• Task description
Without including any pictures, give back all of the data exactly.

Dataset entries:
--------

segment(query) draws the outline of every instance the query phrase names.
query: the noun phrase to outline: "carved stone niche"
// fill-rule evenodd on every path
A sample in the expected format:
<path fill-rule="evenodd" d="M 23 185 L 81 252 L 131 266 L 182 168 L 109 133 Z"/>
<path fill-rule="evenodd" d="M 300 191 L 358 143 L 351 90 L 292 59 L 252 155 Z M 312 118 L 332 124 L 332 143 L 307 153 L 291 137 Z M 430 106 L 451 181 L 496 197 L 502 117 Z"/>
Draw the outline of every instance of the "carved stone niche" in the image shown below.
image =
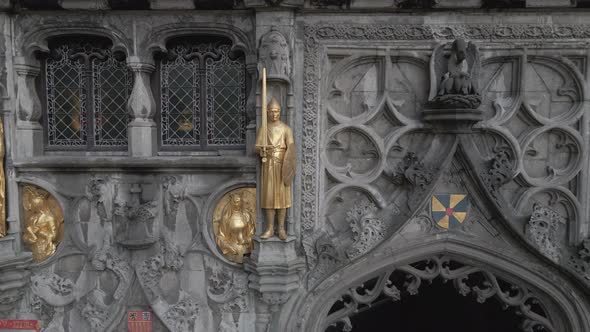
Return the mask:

--------

• Written reply
segment(query) draws the outline of every instance the query phrase names.
query: the noun phrase to outline: "carved stone niche"
// fill-rule evenodd on every path
A sample in the expected format:
<path fill-rule="evenodd" d="M 23 185 L 81 252 L 131 266 L 182 168 L 109 133 Z"/>
<path fill-rule="evenodd" d="M 300 191 L 358 143 L 351 90 L 292 59 L 252 155 Z M 312 118 L 332 124 L 332 143 L 307 153 L 291 137 Z M 430 106 L 451 181 L 496 197 L 502 117 Z"/>
Draw the outline of every instance of the "carved stone niche" in the image shown below.
image =
Return the mask:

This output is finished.